■ SET TASK: Report every line of the rows below that contains the string "pole", copying each such line in full.

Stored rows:
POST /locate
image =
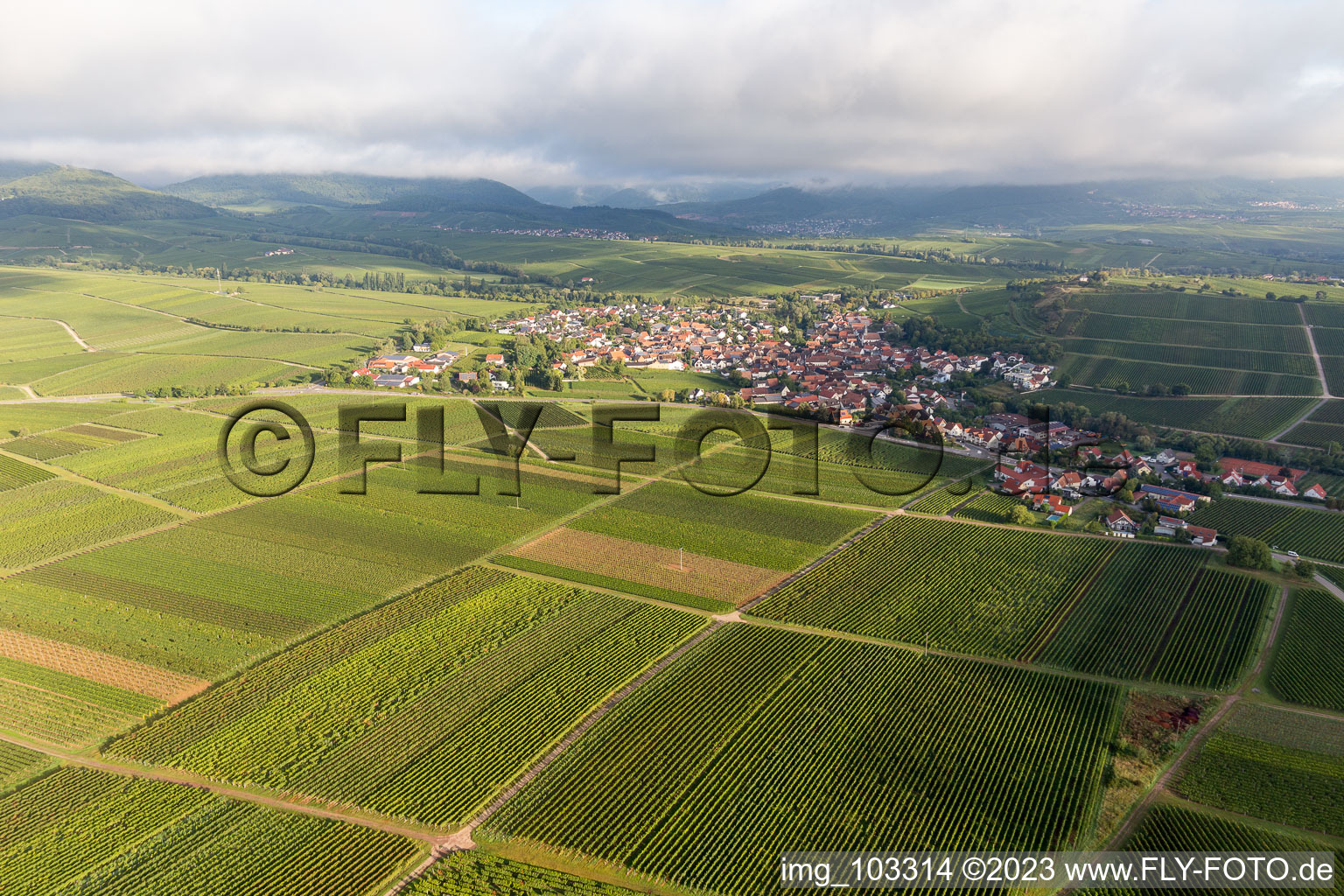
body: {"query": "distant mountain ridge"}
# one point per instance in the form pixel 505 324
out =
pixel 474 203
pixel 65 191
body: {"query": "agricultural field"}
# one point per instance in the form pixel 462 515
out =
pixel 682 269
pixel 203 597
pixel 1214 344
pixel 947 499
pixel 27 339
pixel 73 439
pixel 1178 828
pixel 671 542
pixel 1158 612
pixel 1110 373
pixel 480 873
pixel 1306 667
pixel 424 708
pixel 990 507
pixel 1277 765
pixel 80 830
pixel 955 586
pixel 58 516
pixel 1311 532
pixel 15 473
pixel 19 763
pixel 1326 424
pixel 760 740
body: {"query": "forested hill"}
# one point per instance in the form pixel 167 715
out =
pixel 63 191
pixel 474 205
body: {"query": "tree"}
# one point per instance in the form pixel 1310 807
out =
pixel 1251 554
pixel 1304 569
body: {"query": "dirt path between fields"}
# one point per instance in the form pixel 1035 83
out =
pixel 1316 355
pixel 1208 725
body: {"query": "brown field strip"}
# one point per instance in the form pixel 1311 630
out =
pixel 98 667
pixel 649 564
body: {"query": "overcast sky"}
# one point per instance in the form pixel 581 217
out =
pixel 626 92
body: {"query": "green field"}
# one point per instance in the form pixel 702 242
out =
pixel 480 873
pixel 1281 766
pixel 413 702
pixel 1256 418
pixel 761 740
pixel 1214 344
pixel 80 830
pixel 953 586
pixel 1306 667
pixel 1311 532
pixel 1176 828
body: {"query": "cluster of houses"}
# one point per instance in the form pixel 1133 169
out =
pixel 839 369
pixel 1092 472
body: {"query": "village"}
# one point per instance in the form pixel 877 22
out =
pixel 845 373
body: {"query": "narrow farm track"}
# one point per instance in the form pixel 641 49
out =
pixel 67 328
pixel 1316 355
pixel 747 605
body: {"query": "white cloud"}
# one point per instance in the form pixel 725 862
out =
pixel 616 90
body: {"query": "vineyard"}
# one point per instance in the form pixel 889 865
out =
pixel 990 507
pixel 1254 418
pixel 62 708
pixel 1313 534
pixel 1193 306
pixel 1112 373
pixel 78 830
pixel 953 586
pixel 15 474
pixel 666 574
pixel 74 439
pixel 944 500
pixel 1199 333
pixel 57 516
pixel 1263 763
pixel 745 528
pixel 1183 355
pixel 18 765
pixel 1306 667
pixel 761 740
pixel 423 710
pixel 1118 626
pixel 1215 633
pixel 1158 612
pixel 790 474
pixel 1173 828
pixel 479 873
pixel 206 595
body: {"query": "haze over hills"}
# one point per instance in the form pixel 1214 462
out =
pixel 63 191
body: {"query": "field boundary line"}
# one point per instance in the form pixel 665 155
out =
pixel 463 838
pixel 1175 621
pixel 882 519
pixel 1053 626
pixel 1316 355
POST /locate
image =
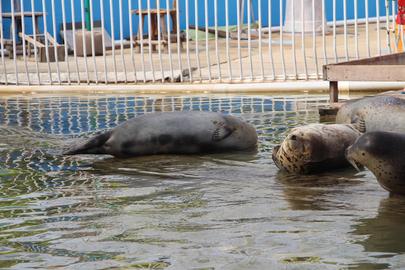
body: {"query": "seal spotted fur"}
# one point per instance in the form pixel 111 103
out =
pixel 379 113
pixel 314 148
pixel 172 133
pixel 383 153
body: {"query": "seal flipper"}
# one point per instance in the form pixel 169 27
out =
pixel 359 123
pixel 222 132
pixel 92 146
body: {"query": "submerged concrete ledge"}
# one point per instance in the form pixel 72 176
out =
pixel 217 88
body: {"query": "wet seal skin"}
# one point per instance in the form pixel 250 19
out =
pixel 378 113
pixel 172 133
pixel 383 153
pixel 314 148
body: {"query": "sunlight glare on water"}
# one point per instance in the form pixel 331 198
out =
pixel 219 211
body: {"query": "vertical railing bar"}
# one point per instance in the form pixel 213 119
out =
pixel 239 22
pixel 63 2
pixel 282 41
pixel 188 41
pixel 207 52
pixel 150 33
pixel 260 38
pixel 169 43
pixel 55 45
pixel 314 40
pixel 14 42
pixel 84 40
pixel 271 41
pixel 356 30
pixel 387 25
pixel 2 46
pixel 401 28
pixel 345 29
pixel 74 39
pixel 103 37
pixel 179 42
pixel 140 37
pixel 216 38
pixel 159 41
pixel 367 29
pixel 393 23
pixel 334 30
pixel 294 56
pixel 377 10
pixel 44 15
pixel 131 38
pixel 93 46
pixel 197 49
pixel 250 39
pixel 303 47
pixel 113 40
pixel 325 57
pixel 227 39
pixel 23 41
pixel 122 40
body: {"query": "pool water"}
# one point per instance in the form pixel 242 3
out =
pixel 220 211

...

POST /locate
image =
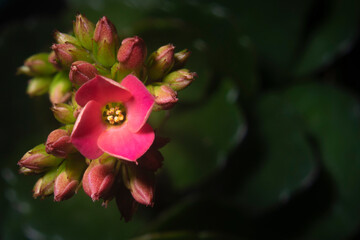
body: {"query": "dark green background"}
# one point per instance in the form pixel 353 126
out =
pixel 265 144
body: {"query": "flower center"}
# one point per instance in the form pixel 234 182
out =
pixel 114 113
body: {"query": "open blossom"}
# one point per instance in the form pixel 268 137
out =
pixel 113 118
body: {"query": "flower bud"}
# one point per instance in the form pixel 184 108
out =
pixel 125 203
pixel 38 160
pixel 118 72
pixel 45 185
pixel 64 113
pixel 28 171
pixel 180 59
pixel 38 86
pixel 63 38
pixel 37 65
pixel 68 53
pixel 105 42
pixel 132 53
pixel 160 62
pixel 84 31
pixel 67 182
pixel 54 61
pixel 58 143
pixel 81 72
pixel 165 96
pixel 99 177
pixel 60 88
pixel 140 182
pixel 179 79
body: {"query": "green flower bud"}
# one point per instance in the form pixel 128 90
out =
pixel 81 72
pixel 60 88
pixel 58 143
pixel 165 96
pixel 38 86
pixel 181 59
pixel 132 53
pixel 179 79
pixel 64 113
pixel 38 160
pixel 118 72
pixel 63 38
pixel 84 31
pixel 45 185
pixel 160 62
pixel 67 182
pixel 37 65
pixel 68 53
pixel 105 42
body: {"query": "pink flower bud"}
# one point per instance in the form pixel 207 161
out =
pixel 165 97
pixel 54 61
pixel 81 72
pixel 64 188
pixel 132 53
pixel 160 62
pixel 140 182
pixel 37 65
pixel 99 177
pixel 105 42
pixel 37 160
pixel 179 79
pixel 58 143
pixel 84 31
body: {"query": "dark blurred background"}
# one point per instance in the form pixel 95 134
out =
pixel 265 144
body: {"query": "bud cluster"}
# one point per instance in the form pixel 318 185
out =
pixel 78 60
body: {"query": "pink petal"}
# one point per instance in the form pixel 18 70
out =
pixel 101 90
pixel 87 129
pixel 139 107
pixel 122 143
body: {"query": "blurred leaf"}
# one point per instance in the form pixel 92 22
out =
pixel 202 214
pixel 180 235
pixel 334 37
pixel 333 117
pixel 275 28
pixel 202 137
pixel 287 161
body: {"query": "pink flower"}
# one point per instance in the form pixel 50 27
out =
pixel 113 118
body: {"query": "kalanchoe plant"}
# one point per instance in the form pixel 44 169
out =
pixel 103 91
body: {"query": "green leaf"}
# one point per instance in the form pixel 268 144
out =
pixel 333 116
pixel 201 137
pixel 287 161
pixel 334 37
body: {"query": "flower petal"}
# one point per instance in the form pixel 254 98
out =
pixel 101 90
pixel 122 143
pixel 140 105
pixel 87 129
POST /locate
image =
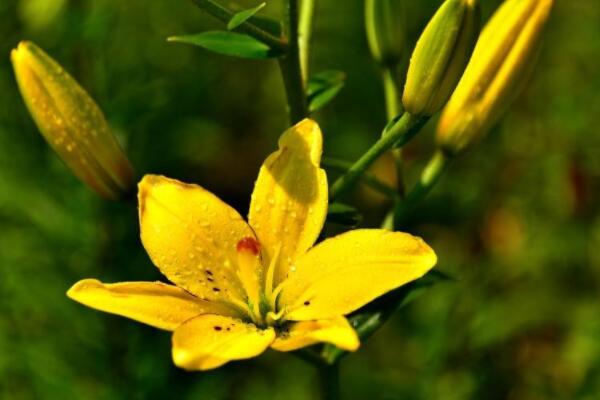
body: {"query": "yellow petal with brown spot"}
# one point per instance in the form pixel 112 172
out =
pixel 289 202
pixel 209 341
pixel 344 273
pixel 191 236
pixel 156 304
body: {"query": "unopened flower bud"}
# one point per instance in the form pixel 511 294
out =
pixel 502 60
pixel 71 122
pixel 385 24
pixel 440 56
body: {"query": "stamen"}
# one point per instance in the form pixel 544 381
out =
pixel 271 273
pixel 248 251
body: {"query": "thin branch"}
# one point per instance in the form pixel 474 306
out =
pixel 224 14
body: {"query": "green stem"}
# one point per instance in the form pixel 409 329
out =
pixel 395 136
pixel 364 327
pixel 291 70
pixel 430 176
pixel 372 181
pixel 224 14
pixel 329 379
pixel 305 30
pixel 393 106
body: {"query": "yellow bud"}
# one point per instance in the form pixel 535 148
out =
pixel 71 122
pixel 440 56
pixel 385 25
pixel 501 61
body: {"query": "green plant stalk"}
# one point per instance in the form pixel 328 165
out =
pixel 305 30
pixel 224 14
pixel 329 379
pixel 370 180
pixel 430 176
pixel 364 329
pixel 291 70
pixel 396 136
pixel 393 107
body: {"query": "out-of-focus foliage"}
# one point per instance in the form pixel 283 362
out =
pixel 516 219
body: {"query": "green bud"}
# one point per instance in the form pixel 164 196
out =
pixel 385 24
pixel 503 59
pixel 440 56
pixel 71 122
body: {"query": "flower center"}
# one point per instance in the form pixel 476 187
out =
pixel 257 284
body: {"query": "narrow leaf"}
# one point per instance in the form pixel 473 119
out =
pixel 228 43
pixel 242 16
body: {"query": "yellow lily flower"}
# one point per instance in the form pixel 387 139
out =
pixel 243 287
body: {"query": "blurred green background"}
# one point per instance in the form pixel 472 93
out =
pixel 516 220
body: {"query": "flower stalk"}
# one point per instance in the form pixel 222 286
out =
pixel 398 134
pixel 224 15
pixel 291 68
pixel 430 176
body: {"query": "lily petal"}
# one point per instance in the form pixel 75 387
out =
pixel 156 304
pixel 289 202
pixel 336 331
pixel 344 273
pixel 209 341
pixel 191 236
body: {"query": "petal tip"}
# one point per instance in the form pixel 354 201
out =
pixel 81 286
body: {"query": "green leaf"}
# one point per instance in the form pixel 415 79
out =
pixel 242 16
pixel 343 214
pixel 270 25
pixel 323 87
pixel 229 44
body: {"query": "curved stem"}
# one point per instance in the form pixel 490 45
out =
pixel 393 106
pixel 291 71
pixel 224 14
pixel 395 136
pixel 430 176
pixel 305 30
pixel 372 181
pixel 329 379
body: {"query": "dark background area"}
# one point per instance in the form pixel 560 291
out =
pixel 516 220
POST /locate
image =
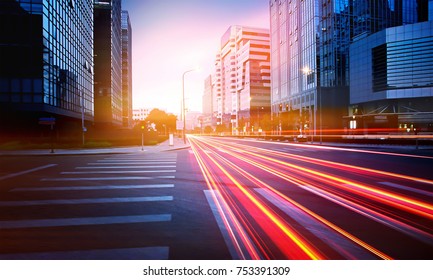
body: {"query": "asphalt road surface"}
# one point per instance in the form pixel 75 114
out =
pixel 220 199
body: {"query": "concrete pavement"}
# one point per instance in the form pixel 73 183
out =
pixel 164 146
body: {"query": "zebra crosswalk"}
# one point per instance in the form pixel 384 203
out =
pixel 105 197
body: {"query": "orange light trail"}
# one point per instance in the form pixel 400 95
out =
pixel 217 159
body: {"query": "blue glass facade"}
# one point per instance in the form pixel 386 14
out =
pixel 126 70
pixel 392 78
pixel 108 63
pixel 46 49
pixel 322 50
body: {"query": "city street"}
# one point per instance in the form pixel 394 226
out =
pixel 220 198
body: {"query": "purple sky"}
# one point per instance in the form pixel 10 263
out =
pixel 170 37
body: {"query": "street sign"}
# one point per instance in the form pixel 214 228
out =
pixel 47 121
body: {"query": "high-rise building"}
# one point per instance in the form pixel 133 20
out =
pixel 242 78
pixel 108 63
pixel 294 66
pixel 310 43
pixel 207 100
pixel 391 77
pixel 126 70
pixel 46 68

---

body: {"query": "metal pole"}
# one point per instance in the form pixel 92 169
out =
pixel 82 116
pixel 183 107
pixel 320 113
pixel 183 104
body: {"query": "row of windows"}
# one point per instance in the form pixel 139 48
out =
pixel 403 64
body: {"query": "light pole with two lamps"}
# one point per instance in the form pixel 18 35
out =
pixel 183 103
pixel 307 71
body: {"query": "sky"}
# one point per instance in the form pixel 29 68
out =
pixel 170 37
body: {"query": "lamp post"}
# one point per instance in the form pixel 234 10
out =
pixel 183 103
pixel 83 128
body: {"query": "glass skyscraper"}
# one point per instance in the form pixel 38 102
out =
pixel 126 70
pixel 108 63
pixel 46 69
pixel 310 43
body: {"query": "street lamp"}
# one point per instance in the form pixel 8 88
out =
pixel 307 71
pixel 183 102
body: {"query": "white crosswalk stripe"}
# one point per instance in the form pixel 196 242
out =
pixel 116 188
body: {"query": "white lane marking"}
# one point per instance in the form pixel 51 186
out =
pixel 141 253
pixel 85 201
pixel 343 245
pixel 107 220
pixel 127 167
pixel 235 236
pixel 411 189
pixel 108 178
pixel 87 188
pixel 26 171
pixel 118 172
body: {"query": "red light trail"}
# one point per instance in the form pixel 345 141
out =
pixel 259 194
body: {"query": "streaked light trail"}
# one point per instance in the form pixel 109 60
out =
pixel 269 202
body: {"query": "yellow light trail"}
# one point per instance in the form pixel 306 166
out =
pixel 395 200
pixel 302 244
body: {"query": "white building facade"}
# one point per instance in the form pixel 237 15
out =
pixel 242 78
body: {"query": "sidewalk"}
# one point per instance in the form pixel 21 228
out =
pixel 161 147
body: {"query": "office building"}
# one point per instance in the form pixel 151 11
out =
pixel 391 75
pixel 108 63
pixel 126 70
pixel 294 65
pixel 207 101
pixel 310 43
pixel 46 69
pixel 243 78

■ EXERCISE RESPONSE:
body: {"query": "metal pole"}
body: {"query": "light pole with two lamps"}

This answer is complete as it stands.